Data supplied:
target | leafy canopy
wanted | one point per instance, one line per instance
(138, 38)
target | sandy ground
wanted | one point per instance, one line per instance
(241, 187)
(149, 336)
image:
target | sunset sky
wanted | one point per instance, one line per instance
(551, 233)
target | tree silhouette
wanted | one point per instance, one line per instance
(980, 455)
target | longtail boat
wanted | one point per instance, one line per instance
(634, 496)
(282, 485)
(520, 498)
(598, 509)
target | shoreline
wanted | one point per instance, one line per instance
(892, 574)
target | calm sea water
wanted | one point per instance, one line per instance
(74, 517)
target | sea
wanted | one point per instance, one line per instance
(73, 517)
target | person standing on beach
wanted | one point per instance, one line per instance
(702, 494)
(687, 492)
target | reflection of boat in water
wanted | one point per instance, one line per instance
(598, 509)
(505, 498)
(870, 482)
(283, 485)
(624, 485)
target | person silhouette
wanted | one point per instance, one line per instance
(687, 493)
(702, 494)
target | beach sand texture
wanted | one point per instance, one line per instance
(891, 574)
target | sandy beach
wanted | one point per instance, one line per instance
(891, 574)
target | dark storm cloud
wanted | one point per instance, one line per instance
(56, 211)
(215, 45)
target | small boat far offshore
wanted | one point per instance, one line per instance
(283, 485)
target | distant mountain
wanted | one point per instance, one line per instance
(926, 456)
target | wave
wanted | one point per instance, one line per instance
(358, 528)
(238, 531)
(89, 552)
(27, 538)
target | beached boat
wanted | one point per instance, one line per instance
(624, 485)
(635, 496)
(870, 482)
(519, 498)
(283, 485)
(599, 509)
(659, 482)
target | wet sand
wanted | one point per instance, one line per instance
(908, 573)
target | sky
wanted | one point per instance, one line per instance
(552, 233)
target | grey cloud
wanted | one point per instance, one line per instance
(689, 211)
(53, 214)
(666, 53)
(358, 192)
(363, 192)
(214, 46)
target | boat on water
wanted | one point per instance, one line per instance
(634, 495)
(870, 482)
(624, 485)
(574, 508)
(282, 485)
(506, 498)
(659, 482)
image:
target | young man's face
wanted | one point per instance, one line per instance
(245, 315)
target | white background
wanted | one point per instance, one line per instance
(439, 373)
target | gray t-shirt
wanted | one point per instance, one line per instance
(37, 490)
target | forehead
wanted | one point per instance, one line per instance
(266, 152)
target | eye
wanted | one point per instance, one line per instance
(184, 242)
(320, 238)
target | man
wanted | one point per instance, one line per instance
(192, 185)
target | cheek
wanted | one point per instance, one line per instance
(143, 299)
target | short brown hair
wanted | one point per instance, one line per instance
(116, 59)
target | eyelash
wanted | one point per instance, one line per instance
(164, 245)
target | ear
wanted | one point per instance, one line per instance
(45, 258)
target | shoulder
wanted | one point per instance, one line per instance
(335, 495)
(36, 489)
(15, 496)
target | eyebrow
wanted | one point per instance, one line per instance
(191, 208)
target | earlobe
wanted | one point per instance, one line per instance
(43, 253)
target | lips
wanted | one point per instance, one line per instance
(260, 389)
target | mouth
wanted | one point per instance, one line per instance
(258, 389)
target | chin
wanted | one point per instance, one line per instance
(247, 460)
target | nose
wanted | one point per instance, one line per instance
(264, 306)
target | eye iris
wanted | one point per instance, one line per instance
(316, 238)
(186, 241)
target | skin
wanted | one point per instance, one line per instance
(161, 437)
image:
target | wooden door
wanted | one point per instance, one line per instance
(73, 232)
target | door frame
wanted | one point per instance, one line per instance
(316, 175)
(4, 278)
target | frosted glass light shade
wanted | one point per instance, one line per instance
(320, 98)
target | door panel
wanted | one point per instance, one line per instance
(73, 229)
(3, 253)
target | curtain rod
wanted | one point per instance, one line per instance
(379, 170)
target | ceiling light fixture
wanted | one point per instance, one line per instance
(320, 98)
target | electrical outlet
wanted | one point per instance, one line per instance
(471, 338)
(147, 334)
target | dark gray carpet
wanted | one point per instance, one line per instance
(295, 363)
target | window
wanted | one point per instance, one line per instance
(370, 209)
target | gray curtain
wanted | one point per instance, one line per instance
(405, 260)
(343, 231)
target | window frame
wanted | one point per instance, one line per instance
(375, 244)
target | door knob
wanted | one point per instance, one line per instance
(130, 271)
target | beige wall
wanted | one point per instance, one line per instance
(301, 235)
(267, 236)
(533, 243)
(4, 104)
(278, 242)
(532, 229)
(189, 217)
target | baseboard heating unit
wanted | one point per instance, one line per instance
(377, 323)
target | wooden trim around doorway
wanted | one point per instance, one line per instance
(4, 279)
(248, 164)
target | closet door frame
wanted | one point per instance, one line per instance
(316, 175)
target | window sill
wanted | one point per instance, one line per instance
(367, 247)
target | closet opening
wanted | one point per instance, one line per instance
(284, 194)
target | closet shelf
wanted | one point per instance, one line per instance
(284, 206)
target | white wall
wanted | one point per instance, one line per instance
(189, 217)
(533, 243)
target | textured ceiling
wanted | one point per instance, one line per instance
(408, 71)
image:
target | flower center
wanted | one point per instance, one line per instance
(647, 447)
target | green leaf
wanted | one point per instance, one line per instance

Required action: Copy the records above exactly, leaving nothing out.

Response to this task:
target | leafy canopy
wanted | one point per instance, one line per instance
(138, 38)
target | sandy ground
wanted | one point per instance, one line per instance
(241, 187)
(149, 336)
image:
target | sunset sky
wanted | one point per instance, one line per instance
(551, 233)
target | tree silhouette
wanted | one point per instance, one line per instance
(980, 455)
target | longtail boat
wanted | one point per instance, one line per instance
(634, 496)
(282, 485)
(520, 498)
(598, 509)
target | shoreline
wanted | one point per instance, one line per instance
(892, 574)
target | calm sea water
wanted | one point per instance, one line per instance
(74, 517)
target | sea
wanted | one point per instance, one line per instance
(73, 517)
target | person standing on beach
wanted | one point per instance, one line per instance
(702, 494)
(687, 492)
target | reflection of boat in water
wanted | one point per instance, one line per instance
(598, 509)
(505, 498)
(870, 482)
(283, 485)
(624, 485)
target | person silhouette
wanted | one point per instance, one line per instance
(687, 493)
(702, 494)
target | beach sand texture
wanted | one point per instance, one line per instance
(891, 574)
target | sandy beach
wanted | one point per instance, one line per instance
(891, 574)
target | dark storm cloud
wanted | one point per instance, one line per instance
(56, 211)
(215, 45)
target | small boat far offshore
wanted | one point per instance, one line per instance
(283, 485)
target | distant mountain
wanted | one point per instance, one line per instance
(926, 456)
target | wave
wanted | one point per instance, one line per instance
(358, 528)
(238, 531)
(89, 552)
(27, 538)
target | beached boat
wanted | one point per instance, one line per instance
(624, 485)
(635, 496)
(870, 482)
(519, 498)
(283, 485)
(599, 509)
(659, 482)
target | wet sand
wanted | one point per instance, one line per instance
(908, 573)
target | sky
wanted | one point per instance, one line per instance
(552, 233)
target | grey cloud
wanted | one point per instance, one line per instance
(689, 211)
(53, 214)
(666, 53)
(358, 192)
(363, 192)
(214, 46)
target | boat on water
wanted | one point per instance, one line per instance
(634, 495)
(870, 482)
(624, 485)
(574, 508)
(282, 485)
(506, 498)
(659, 482)
image:
target | young man's face
wanted | one point per instance, one line per instance
(245, 315)
target | white background
wanted | one point per instance, one line per instance
(439, 373)
target | gray t-shirt
wanted | one point per instance, one line per instance
(37, 490)
target | forehead
wanted | one point per instance, one line per instance
(266, 152)
target | eye
wanted | one point per instance, one line per instance
(184, 242)
(320, 238)
target | man
wanted | one point per instance, one line per instance
(192, 185)
target | cheek
wanted | one point per instance, one line per instance
(143, 299)
target | short brown hair
wanted | one point per instance, one line per instance
(116, 59)
target | eyelash
wanted | one point per instance, one line per instance
(164, 245)
target | ear
wanted | one point per instance, one line per instance
(45, 258)
target | shoulder
wanted | one point per instance, one line per instance
(335, 495)
(36, 489)
(15, 496)
target | eyebrow
wanted | one point per instance, one line per instance
(191, 208)
target | earlobe
wanted | one point per instance, one line per instance
(43, 253)
target | lips
wanted | one point per instance, one line per instance
(260, 389)
target | mouth
wanted | one point per instance, one line per instance
(258, 389)
target | chin
wanted | one point per instance, one line per instance
(247, 460)
target | nose
wanted | one point per instance, one line per instance
(264, 306)
target | eye iris
wanted | one point per instance, one line per instance
(316, 238)
(186, 241)
target | skin
wanted | one point per instance, one line per instance
(161, 437)
image:
target | wooden door
wanted | one point per instance, one line per instance
(73, 232)
target | door frame
wanted | one point per instance, one line per instance
(316, 175)
(4, 278)
target | frosted glass light shade
wanted | one point per instance, one line per instance
(320, 98)
target | door panel
wanted | one point per instance, one line per instance
(73, 229)
(3, 253)
target | curtain rod
wanted | one point per instance, one line per instance
(379, 170)
target | ceiling light fixture
wanted | one point per instance, one line per instance
(320, 98)
target | electrical outlet
wanted | one point per instance, one line per instance
(471, 338)
(147, 334)
target | dark gray carpet
wanted | one point per instance, one line per instance
(295, 363)
target | window
wanted | one point per instance, one line per instance
(370, 209)
target | gray curtain
wanted | one point per instance, one line per instance
(405, 260)
(343, 231)
target | window frame
wanted | one point per instance, one line per instance
(375, 244)
target | door knob
wanted | one point per instance, one line per instance
(130, 271)
target | beige wall
wanted | one point per instance, one line per instance
(301, 235)
(267, 236)
(533, 243)
(4, 104)
(278, 242)
(532, 229)
(189, 217)
target | baseboard heating unit
wanted | one point per instance, one line per instance
(377, 323)
target | wooden trim around doorway
wanted | one point per instance, one line per instance
(4, 279)
(248, 164)
target | closet door frame
wanted | one point per instance, one line per instance
(316, 175)
target | window sill
wanted | one point per instance, one line per instance
(367, 247)
target | closet opening
wanted | one point per instance, one line per instance
(284, 194)
target | closet shelf
wanted | one point per instance, one line per instance
(284, 206)
target | white wall
wanted | one point per instance, one line per instance
(189, 217)
(533, 243)
target | textured ceiling
wanted | one point per instance, one line per instance
(408, 71)
image:
target | flower center
wanted | one point per instance, one line per instance
(647, 447)
target | green leaf
wanted | one point per instance, one line per instance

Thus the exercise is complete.